- **TRECHO DO DOCUMENTO**
——
Bruno Braga.
Niemeyer
transformou-se em artigo de fé no instante seguinte ao de seu último suspiro. Contestá-lo
é quase uma blasfêmia. Principalmente quando a controvérsia envolve o Comunismo,
o “ideal” que o arquiteto defendeu até o fim de sua vida.
Neste
caso, porém, a idolatria se confunde – pressupondo a boa-fé e a sinceridade
deste tipo peculiar de “fiel” - com uma espécie de estado psicótico: um distanciamento
da realidade. Porque ela confere autonomia ao discurso do arquiteto, consagrando
a expressão poética do “mundo mais justo”; e suprime as realizações efetivas e
concretas do “ideal” - morticínio, violência, narcotráfico, fome e degradação –
com o qual ele colaborou [2].
Consagrar
a expressão poética do Comunismo como virtude é o equivalente de louvar o crime
passional. Conferir nobreza à declaração de amor do assassino; e esquecer,
apagar a bala de fuzil que depois das ternas palavras ele enterrou na cabeça da
sua amada.
I.
Não
havia em Niemeyer duas metades: a do gênio da arquitetura e a do “idiota”
comunista [3]. Niemeyer era uma só pessoa – de carne e osso –, que transitava
entre os polos da genialidade e o da idiotice. Tanto que, no domínio da
arquitetura, seu talento não é unanimidade, e as suas obras não têm – todas - o
mesmo nível de distinção. Como colaborador e militante do Comunismo, por sua
vez, Niemeyer não foi totalmente um “idiota útil” – para utilizar a expressão
cunhada por Lênin. Ele tinha proximidade com as lideranças e grupos, tinha
trânsito nas altas esferas de poder – e as realizações macabras do seu “ideal” não
eram segredo.
——
- **INSTRUÇÃO**
No texto sobre Niemeyer, a quem se atribui a criação da expressão "idiota útil"?

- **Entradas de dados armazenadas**
——
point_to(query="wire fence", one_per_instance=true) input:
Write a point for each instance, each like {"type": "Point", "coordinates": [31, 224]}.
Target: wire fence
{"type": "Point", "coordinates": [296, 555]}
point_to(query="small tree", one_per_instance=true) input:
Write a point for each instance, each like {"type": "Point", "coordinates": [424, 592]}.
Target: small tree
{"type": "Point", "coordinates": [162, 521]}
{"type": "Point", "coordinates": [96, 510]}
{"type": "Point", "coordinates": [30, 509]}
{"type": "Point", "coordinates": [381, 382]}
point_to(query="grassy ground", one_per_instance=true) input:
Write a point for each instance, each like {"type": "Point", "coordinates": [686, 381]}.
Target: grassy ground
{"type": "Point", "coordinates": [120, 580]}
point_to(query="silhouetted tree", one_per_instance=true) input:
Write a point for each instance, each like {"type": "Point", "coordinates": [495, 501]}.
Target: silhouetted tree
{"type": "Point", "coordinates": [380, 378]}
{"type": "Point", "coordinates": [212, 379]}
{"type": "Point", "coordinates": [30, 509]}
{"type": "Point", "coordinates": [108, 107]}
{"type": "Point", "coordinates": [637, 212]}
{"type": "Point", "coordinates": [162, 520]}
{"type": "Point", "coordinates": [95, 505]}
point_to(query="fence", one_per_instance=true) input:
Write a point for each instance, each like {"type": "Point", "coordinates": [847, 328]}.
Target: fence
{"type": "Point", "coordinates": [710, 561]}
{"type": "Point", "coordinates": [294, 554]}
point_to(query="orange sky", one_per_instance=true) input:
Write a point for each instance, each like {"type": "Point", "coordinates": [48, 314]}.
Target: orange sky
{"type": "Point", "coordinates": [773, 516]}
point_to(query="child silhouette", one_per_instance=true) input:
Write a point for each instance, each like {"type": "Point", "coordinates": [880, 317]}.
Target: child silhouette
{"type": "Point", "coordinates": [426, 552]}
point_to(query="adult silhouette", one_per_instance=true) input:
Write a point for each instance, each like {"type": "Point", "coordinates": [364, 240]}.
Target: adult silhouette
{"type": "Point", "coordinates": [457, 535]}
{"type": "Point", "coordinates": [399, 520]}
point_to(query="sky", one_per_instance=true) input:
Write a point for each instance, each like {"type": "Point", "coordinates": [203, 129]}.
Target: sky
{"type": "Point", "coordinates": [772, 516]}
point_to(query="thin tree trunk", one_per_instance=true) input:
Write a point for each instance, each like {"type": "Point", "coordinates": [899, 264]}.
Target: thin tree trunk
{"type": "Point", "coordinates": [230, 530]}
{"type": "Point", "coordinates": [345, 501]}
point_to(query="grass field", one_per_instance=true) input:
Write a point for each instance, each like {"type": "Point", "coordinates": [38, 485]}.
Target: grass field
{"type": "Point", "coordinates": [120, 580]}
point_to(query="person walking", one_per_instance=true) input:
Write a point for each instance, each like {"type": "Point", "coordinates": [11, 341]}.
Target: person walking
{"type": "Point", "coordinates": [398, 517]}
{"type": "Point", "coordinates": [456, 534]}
——
- **RESULTADO DO EXERCÍCIO**
A expressão foi cunhada por Lênin.